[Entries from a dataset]
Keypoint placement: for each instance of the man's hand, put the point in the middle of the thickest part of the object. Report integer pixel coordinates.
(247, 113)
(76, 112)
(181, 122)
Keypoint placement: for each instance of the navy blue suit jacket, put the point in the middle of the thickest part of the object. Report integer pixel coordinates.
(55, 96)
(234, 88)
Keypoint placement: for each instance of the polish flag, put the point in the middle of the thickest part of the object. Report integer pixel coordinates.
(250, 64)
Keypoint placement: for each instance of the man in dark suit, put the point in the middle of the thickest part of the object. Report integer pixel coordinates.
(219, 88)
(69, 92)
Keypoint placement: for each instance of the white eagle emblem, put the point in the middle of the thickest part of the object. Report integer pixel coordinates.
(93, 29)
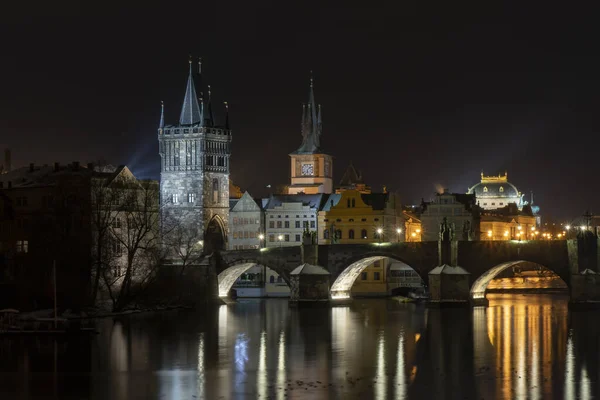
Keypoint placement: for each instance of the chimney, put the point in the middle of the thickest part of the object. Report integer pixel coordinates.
(7, 160)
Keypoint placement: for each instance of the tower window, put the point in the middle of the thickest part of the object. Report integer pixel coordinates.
(215, 190)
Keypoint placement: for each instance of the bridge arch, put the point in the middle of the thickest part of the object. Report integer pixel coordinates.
(479, 287)
(345, 279)
(229, 275)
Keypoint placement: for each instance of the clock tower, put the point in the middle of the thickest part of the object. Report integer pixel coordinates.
(311, 168)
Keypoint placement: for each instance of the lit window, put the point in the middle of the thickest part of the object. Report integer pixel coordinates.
(22, 246)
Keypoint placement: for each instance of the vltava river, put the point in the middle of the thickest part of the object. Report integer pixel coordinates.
(521, 347)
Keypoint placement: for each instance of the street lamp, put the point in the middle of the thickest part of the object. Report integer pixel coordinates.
(261, 237)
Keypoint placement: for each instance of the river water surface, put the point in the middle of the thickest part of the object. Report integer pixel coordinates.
(520, 347)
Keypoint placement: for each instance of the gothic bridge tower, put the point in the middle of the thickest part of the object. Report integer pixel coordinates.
(194, 174)
(311, 168)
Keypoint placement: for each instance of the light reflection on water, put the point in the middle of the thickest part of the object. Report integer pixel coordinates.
(521, 346)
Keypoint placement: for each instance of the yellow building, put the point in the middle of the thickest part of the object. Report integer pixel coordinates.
(508, 224)
(352, 217)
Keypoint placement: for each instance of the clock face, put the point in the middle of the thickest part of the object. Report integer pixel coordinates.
(307, 169)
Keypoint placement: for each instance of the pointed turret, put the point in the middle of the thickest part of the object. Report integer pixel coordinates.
(191, 112)
(209, 118)
(311, 124)
(226, 115)
(161, 124)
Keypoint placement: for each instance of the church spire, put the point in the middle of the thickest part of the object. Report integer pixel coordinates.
(226, 115)
(161, 124)
(190, 111)
(311, 127)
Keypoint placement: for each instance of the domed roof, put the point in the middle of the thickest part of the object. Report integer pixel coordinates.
(494, 186)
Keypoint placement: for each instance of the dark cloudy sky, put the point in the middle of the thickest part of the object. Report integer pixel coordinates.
(415, 95)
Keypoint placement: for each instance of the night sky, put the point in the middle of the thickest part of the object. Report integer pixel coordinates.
(417, 97)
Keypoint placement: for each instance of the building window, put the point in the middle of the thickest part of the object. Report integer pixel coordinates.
(116, 223)
(22, 246)
(215, 190)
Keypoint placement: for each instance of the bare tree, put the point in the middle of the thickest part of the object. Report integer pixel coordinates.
(136, 237)
(181, 239)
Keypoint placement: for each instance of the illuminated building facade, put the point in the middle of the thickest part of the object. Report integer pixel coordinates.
(311, 168)
(194, 178)
(458, 209)
(496, 192)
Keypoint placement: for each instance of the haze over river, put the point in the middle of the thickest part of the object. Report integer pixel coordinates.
(520, 347)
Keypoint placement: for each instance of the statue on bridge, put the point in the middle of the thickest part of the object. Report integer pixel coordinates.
(447, 230)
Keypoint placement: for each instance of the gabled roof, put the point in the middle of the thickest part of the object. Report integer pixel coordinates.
(311, 200)
(376, 200)
(245, 203)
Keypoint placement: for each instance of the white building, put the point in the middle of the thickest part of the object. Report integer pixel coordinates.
(288, 216)
(245, 223)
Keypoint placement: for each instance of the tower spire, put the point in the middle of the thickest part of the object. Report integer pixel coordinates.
(190, 111)
(161, 124)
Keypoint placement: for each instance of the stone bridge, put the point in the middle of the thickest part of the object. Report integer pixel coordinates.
(482, 260)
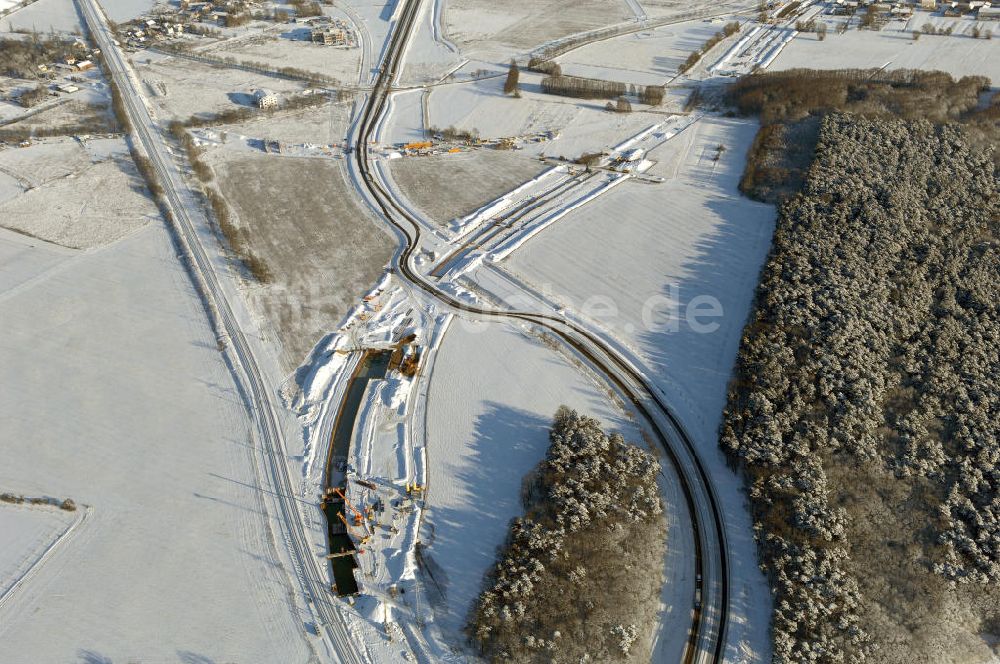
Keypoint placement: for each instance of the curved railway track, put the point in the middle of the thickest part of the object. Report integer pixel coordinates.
(711, 550)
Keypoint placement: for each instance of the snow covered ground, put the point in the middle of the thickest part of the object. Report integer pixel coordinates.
(670, 270)
(493, 393)
(31, 535)
(43, 15)
(893, 47)
(114, 394)
(79, 195)
(649, 57)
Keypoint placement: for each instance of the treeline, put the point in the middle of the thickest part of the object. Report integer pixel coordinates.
(237, 237)
(730, 28)
(791, 103)
(452, 133)
(594, 88)
(566, 587)
(865, 388)
(201, 170)
(240, 114)
(292, 73)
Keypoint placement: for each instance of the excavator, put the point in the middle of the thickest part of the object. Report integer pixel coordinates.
(359, 518)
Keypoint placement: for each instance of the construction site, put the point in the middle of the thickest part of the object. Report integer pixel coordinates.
(359, 508)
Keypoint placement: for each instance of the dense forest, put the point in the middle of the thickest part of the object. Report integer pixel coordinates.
(864, 410)
(791, 103)
(565, 587)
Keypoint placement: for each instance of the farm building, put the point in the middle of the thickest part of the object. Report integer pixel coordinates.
(265, 99)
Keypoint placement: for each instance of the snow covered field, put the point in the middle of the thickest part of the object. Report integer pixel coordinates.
(493, 393)
(649, 57)
(114, 394)
(80, 195)
(30, 535)
(640, 257)
(581, 125)
(43, 15)
(893, 46)
(180, 88)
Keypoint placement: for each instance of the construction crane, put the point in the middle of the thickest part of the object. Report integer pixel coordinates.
(362, 540)
(359, 518)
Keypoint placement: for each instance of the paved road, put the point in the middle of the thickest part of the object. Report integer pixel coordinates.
(312, 578)
(707, 637)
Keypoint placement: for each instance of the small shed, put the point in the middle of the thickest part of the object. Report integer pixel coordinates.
(265, 98)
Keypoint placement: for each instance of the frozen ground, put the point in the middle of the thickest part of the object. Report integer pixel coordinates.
(496, 31)
(581, 125)
(893, 46)
(493, 393)
(650, 57)
(635, 260)
(114, 394)
(193, 88)
(289, 45)
(43, 15)
(76, 199)
(323, 249)
(321, 125)
(29, 535)
(453, 185)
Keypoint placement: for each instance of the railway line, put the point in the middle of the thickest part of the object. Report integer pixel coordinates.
(707, 637)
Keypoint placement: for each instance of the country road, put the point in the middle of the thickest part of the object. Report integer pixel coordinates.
(707, 636)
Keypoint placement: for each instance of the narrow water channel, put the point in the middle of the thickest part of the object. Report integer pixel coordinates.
(373, 365)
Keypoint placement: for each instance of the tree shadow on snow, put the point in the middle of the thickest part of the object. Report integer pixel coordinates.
(508, 442)
(92, 657)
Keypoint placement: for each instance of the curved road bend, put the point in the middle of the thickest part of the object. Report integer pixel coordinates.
(707, 637)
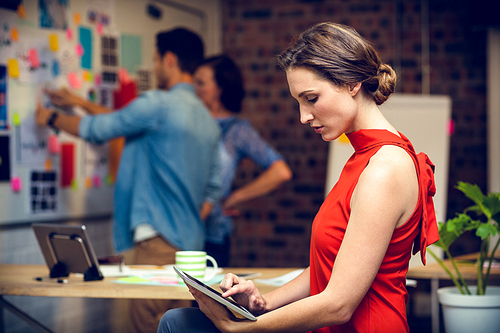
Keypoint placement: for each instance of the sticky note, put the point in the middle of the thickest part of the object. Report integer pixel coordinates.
(343, 138)
(73, 80)
(451, 127)
(88, 182)
(16, 119)
(53, 144)
(79, 50)
(96, 181)
(69, 34)
(48, 164)
(14, 34)
(99, 29)
(33, 58)
(55, 68)
(13, 67)
(53, 42)
(16, 184)
(21, 11)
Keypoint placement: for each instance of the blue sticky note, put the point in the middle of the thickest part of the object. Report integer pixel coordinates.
(86, 42)
(131, 52)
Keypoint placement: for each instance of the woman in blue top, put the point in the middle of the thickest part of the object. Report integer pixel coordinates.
(219, 85)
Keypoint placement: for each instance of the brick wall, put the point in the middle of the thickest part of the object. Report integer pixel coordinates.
(275, 230)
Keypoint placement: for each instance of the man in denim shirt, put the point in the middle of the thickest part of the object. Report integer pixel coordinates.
(168, 177)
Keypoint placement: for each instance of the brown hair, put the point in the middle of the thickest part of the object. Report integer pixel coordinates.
(337, 53)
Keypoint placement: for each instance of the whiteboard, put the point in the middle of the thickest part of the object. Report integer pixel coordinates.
(425, 121)
(83, 198)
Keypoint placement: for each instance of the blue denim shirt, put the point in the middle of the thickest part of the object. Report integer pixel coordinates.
(238, 140)
(169, 165)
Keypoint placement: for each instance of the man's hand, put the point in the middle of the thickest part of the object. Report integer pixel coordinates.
(63, 97)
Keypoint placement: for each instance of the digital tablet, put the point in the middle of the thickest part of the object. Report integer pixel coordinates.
(214, 294)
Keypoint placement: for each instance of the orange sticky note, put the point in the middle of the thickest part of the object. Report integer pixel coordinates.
(14, 34)
(73, 80)
(13, 67)
(53, 42)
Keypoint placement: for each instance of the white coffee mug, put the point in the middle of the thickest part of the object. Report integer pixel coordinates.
(194, 263)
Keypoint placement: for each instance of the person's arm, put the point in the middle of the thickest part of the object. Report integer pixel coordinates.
(60, 121)
(269, 180)
(65, 98)
(384, 198)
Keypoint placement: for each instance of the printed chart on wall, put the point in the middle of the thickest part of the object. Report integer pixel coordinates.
(81, 46)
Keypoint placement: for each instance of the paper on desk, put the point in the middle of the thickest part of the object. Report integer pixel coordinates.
(281, 280)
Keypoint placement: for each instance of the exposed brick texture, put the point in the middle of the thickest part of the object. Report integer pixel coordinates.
(275, 230)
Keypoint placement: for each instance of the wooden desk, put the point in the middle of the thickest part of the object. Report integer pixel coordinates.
(434, 272)
(20, 280)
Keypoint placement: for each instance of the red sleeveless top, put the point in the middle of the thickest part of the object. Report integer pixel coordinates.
(383, 309)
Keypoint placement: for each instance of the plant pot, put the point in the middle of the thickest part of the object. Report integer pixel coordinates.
(470, 313)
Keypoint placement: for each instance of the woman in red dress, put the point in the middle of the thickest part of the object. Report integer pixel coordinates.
(364, 233)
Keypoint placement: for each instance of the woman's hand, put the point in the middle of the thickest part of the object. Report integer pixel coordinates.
(244, 292)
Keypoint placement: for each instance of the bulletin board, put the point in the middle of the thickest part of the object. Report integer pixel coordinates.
(102, 50)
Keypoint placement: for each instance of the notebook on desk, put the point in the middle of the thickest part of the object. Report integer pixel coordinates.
(67, 249)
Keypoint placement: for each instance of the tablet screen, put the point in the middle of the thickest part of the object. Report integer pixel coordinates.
(215, 294)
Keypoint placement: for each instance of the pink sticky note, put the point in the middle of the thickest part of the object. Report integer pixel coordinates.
(16, 184)
(451, 127)
(69, 34)
(73, 80)
(80, 51)
(97, 181)
(99, 29)
(33, 57)
(123, 76)
(53, 143)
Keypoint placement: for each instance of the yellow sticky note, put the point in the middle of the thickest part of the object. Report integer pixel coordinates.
(53, 42)
(16, 119)
(14, 34)
(343, 138)
(13, 67)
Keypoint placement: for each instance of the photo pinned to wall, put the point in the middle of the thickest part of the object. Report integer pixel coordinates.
(3, 98)
(33, 143)
(53, 14)
(43, 192)
(131, 52)
(143, 80)
(100, 12)
(109, 61)
(4, 158)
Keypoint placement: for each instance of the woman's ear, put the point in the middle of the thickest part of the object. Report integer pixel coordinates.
(354, 88)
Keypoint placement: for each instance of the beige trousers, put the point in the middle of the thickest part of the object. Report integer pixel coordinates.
(145, 314)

* GIVEN REQUEST *
Set down exactly what runs from the line with "Keypoint placement: for each instance of the yellow sticky" to the last line of the data above, including both of those lines and no others.

* WRITTEN SOLUTION *
Keypoint placement: for each instance of the yellow sticky note, put the point in the middle of the thickest part of the object. Report integer pixel coordinates.
(53, 42)
(16, 119)
(14, 34)
(343, 138)
(13, 67)
Keypoint placement: for each instance of the photo pinned to wall, put the point in the middle of the thickest part of the object. Report integer pixel coordinates.
(3, 98)
(33, 143)
(53, 14)
(43, 192)
(131, 52)
(143, 80)
(100, 12)
(109, 61)
(4, 158)
Keypoint placement: for each instance of the woman's ear, put the point in the middle of the thickest part of the object. Report integer pixel coordinates.
(354, 88)
Keypoint placement: for each instance of the beige trousers, put the point in the middle of the thickest part of the object. Report integer pixel coordinates.
(145, 314)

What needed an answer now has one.